→ INSTRUCCIONES DE TRABAJO:
A: Según el artículo sobre el fin de año, ¿a qué se parece el año entero cada vez que se acerca diciembre?
B: Reproduce sin cambios el fragmento del artículo sobre el fin de año que va desde "El año, obstinado, quiere" hasta "voluntad, puedan revivir.".
C: Sigue escribiendo el artículo sobre el fin de año a partir de la última frase que aparece.

→ TEXTO DE ORIGEN:
※ ※ ※

Espacio de opinión de Canarias Ahora
El olor que desprende…
“¿Sabes cuando hueles a muerto y no sabes que el muerto eres tú?” Lo decía una de las personas, basando su ironía en ese humor absurdo que aparece cuando algo termina, como el año, cuando el cansancio acumulado se mezcla con las ganas de cerrar un ciclo. Incluso intentando levantarse, sigue arrastrándose como si tuviera algo más que aportar, cuando en realidad su tiempo ya pasó y solo queda despedirlo con cierta compasión. Y, cada vez que se acerca diciembre, ocurre algo parecido. El año entero se comporta como un invitado que no entiende las señales para marcharse. Aún nos lanza un par de sorpresas, alguna factura inesperada, un virus inoportuno, un conflicto pendiente o un pequeño milagro de esos que llegan tarde, pero llegan.
El año, obstinado, quiere demostrar que todavía tiene algo que decir. Tras llorar su despedida y dar la bienvenida al siguiente, se establecen nuevos propósitos o se recuperan otros antiguos no cumplidos. Pero la vida continúa y nos aferramos a él como si admitir su final fuese una forma de reconocer también nuestras propias renuncias, errores o ilusiones. Lo paradójico es que, apenas se abre el calendario en enero, ya queremos que llegue junio; pero cuando diciembre asoma, fingimos que aún queda tiempo para que todo se acomode mágicamente. Lo cierto es que un año moribundo se parece mucho a nosotros en nuestras fases de negación: arrastramos metas viejas con la esperanza de que, por algún acto de milagrosa voluntad, puedan revivir.
El año que muere tiene una forma muy particular de recordarnos lo que no hicimos. Es como un espejo empañado en el que intentamos ver lo que somos, pero solo percibimos siluetas borrosas. Pasamos semanas repasando mentalmente lo ocurrido, evaluando qué merecería celebrarse y qué preferiríamos olvidar. En ocasiones, esa revisión es amable; en otras, es cruel.

※ ※ ※

→ INFORMACIÓN EXTRAÍDA:
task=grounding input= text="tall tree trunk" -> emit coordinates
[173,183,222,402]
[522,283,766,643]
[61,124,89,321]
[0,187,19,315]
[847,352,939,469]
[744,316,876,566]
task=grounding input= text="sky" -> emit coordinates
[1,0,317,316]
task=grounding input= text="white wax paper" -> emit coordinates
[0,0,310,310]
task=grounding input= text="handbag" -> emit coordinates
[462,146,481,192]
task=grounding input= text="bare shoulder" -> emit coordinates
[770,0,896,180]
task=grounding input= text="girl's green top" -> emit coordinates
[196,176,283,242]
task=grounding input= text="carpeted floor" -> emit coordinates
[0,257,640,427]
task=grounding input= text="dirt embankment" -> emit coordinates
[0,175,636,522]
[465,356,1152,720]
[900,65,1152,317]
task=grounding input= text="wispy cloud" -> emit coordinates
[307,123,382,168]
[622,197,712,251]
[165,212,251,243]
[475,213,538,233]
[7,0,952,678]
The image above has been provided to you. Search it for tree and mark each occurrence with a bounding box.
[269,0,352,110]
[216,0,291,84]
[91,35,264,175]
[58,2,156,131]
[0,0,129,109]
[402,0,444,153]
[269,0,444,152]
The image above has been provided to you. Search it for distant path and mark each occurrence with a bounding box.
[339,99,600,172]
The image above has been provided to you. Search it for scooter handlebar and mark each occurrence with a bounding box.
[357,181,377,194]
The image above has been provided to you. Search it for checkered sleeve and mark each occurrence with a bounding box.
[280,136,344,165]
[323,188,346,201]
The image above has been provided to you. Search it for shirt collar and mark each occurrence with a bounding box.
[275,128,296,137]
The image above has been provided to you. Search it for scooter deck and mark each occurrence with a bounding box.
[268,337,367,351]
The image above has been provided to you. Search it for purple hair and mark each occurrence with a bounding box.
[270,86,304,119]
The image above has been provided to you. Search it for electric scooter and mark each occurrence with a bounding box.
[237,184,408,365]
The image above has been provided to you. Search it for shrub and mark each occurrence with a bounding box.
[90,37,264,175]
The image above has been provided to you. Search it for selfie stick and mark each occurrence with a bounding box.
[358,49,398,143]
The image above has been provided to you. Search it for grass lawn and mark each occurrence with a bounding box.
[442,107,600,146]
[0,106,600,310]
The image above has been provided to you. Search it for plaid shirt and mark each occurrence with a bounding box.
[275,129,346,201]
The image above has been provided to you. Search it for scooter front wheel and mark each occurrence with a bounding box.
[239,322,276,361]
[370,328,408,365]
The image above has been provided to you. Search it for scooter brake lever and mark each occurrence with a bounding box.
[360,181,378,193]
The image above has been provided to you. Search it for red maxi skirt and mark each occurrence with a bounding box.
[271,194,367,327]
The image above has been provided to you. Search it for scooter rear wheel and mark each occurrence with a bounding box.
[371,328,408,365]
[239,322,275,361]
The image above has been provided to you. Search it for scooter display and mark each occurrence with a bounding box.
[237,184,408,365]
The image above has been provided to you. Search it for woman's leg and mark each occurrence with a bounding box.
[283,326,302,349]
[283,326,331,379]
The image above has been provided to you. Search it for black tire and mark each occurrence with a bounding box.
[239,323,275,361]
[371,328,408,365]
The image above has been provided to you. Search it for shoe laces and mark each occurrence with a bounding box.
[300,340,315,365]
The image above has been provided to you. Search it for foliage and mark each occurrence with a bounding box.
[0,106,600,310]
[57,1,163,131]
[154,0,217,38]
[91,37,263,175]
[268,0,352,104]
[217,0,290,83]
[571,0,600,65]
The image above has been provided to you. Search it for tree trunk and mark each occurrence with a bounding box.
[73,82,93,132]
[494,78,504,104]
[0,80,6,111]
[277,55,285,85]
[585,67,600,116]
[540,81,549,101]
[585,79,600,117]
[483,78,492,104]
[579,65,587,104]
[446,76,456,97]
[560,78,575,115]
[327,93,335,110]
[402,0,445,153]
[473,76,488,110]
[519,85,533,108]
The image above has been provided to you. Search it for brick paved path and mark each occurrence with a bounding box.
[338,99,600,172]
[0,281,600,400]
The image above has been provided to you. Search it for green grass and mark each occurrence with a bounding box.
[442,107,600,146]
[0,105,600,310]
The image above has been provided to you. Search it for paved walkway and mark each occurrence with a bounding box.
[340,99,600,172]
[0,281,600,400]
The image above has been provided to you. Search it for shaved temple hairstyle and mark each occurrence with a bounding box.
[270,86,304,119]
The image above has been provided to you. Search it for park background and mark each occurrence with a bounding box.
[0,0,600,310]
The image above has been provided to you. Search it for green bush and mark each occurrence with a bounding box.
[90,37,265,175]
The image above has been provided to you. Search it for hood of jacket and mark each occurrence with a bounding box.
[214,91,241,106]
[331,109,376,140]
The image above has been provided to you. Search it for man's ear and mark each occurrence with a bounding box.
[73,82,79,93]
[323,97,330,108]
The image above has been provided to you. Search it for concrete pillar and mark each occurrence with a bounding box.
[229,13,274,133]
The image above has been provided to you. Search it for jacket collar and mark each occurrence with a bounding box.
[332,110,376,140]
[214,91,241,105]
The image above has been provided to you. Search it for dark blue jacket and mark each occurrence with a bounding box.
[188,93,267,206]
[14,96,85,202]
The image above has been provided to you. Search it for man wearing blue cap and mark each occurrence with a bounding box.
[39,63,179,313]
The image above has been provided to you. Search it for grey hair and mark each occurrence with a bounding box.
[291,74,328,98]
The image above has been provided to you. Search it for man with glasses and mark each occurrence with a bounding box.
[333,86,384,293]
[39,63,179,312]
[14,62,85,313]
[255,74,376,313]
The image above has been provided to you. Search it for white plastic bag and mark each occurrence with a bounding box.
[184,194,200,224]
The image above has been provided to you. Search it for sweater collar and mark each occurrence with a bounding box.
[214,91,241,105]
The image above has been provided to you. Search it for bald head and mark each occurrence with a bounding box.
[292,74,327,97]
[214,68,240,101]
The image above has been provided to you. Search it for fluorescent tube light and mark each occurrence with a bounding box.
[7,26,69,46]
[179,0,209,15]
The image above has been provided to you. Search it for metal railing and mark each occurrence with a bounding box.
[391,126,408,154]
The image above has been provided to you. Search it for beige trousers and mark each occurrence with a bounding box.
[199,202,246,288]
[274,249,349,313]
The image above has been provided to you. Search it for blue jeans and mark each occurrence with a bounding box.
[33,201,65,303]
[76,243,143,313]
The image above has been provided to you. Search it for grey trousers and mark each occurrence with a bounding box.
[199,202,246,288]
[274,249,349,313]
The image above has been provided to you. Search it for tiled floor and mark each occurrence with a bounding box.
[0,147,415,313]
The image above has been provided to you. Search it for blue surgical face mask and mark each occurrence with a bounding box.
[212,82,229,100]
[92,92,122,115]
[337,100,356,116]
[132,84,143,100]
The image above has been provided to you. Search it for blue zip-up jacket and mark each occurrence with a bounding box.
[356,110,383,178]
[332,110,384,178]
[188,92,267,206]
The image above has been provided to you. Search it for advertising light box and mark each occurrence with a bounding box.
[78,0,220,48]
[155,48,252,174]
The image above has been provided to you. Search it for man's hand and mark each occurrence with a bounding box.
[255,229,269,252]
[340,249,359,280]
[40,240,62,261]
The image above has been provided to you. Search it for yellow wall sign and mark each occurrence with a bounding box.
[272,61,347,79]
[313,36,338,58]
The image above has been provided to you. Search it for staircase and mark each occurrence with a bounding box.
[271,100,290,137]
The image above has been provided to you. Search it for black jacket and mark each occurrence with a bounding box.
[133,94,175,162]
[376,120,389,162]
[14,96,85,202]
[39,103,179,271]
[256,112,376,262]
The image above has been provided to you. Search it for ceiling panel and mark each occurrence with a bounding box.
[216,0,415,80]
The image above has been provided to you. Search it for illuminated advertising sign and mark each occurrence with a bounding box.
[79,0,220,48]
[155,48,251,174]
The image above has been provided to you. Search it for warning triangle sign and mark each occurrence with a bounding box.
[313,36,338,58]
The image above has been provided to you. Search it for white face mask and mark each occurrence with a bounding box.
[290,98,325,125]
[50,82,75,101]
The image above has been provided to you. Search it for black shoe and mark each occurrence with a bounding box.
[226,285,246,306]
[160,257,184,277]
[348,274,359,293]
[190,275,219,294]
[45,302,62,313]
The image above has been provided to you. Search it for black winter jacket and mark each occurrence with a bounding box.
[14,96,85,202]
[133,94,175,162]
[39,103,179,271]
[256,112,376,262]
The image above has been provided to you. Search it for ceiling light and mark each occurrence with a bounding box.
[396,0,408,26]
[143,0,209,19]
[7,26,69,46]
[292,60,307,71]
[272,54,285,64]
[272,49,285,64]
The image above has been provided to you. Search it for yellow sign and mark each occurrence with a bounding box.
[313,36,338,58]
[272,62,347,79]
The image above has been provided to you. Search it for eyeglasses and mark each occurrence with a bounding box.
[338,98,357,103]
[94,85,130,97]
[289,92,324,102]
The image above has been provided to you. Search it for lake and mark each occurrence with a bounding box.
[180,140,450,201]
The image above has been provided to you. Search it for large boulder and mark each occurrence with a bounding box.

※ ※ ※

→ RESPUESTAS DEL EJERCICIO:
A: A un invitado que no entiende las señales para marcharse.

B:
El año, obstinado, quiere demostrar que todavía tiene algo que decir. Tras llorar su despedida y dar la bienvenida al siguiente, se establecen nuevos propósitos o se recuperan otros antiguos no cumplidos. Pero la vida continúa y nos aferramos a él como si admitir su final fuese una forma de reconocer también nuestras propias renuncias, errores o ilusiones. Lo paradójico es que, apenas se abre el calendario en enero, ya queremos que llegue junio; pero cuando diciembre asoma, fingimos que aún queda tiempo para que todo se acomode mágicamente. Lo cierto es que un año moribundo se parece mucho a nosotros en nuestras fases de negación: arrastramos metas viejas con la esperanza de que, por algún acto de milagrosa voluntad, puedan revivir.

C:
Pocos meses son tan teatrales como diciembre. La gente habla del año como si fuera una criatura viva: “ha sido largo”, “ha sido difícil”, “ha sido bueno conmigo”, “ha sido una montaña rusa”. Le atribuimos personalidad, intención, carácter. Y esa personificación no es casual: nos ayuda a poner fuera de nosotros lo que no siempre sabemos digerir por dentro, convirtiéndolo en ese ente abstracto al que culpamos o agradecemos cosas que, en realidad, dependen en gran parte de nosotros mismos. Así, cuando decimos que “el año huele a muerto”, lo que en realidad queremos decir es que ya estamos agotados, que necesitamos que el tiempo nos dé un respiro, que nuestro cuerpo y nuestra mente nos piden cerrar etapa, aunque aún no tengamos claro cómo abrir la siguiente.
Los ciclos deben terminar para que otros empiecen. Si fuese eterno, si se prolongara indefinidamente, sería insoportable. Necesitamos el descanso simbólico para recomponernos, para reorganizar nuestra mente, para recuperar energía y, sobre todo, para reconciliarnos con la idea de que todo tiene un final. Y todo eso, sin hablar de política… ¿o sí?